**ИСХОДНЫЙ ТЕКСТ**
════════════════

Недавно в Вашингтоне побывал бывший советник президента Путина по экономическим вопросам, директор московского Института экономического анализа Андрей Илларионов. В своем выступлении в институте Катона он рассказывал о наметившихся в последнее время тенденциях в экономическом развитии России. «Голос Америки» попросил присутствовавшего на лекции известного вашингтонского экономиста Игоря Бирмана прокомментировать узловые моменты лекции бывшего советника российского президента.
Лео Стерн:
Игорь, согласны ли вы с утверждением Илларионова, что в России возникло корпоративистское государство?
Игорь Бирман:
Да, согласен. Но, есть большое «но». В своем выступлении и в своих статьях Илларионов ни разу не определил, что это за корпорация. Корпорация нескольких людей вокруг Путина? Или корпорация каких-то корпораций? После выступления его спросили, не корпорация ли это государственного аппарата. И он почти сказал это. Но ясного ответа на вопрос, что он имеет в виду под такой корпорацией, Илларионов все-таки не дал. Хотя думаю, что, в общем, он прав, что Россия ведет себя именно как корпоративное государство.
Л.С.:
По-моему, в той статье, которая была опубликована в «Коммерсанте», Илларионов об этом и говорит. Он даже ввел такое понятие как «нашизм», имея в виду, что люди, которые стоят у рычагов власти, как раз и создали корпорацию и прибирают к рукам другие структуры – частные компании. Именно об этом он и упоминает как о «нашизме».
И.Б.:
Ну, наверно я немножко неточно ответил на ваш вопрос. В общем, я вполне разделяю его точку зрения. Я хочу сказать вот что: главное, что следовало бы подчеркнуть, говоря о корпоративистском государстве в России, это то, что в стране нет никакого противостояния этой корпорации. То есть, вся власть принадлежит корпорации. У нас, в Америке, как вы хорошо знаете, вся власть разделена на три, если не на четыре составляющих части. А в России она – тоталитарная.
Л.С.:
Апологеты нынешней российской власти обращают внимание на высокие экономические показатели – шесть-семь процентов экономического роста, шестьдесят миллиардов долларов в Стабфонде, и так далее. Критики отмечают, что это стало возможным за счет высоких цен на нефть. Что вы думаете по этому поводу?

════════════════

**ЗАПИСИ ДАТАСЕТА**
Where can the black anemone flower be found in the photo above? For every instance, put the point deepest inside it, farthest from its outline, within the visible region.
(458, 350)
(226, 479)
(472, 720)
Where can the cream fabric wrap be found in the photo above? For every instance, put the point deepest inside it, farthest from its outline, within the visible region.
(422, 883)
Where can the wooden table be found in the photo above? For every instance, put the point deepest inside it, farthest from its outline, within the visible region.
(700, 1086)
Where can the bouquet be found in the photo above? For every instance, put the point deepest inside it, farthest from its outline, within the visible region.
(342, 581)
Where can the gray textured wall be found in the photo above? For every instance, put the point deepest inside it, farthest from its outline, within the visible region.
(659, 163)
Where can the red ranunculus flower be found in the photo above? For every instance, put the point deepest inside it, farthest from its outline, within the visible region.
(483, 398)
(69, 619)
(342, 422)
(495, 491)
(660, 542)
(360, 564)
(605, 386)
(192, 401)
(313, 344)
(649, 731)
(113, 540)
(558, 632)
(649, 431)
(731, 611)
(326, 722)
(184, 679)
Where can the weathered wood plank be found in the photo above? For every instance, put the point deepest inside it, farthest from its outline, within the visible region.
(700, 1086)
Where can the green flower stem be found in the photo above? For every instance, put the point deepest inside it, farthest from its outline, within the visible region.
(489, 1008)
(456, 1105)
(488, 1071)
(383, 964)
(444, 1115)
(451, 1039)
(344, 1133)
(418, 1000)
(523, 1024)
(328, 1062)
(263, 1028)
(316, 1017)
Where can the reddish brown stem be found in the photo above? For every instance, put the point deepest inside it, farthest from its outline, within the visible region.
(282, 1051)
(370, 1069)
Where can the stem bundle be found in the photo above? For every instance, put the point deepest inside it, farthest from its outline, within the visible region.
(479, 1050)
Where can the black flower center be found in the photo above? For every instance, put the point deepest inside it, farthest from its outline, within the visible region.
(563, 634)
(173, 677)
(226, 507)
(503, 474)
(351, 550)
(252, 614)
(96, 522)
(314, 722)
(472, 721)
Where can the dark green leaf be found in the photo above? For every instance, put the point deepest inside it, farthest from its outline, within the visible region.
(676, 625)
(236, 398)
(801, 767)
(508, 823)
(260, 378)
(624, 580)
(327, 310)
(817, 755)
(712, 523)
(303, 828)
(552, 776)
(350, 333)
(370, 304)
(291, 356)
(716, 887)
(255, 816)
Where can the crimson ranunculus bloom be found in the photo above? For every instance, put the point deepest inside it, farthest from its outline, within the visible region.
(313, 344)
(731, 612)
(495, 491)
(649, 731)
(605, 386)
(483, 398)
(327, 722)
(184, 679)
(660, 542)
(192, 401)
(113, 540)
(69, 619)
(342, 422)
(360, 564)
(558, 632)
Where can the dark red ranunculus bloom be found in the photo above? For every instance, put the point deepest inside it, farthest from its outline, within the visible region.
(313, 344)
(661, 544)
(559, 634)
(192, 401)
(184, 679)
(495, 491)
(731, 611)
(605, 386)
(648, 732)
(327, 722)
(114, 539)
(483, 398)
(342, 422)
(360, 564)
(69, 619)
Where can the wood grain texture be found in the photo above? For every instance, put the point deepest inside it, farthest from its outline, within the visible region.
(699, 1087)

════════════════

**ЗАДАНИЕ**
Как, согласно интервью с Игорем Бирманом, называется понятие, которое Илларионов ввел в статье в «Коммерсанте»?

**ОТВЕТ**
«Нашизм».